> **TASK DATA**
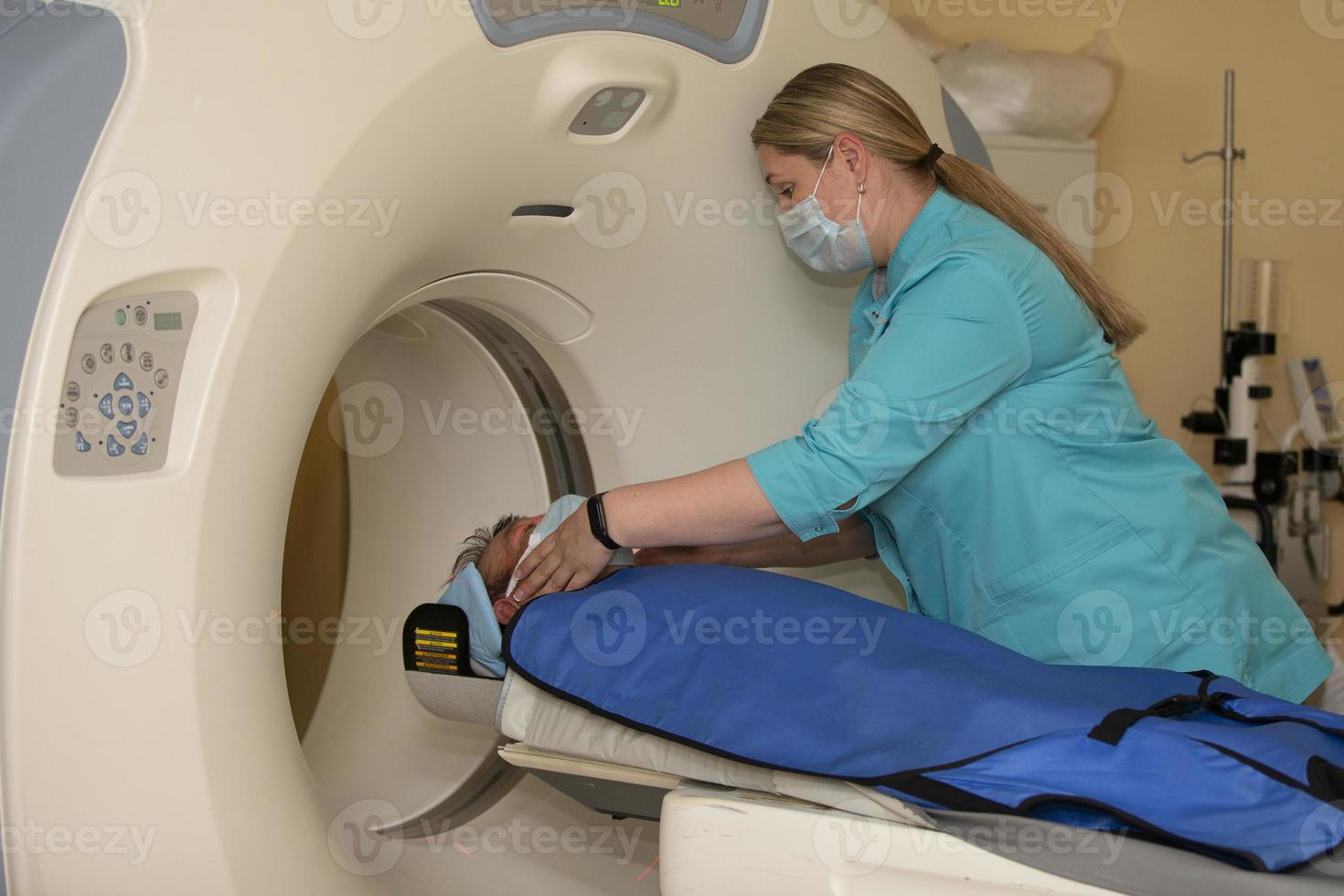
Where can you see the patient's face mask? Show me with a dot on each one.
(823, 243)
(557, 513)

---

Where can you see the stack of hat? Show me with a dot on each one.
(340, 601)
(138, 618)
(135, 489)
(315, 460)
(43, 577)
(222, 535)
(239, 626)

==

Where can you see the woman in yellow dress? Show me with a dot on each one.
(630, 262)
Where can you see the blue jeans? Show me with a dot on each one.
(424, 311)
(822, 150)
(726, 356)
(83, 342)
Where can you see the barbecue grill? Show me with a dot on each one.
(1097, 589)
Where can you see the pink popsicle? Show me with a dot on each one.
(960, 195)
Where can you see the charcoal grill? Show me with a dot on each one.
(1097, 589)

> **THE PROBLEM**
How many lines of the records above contain the word "grill"? Reply with the number only.

> **OUTPUT BELOW**
2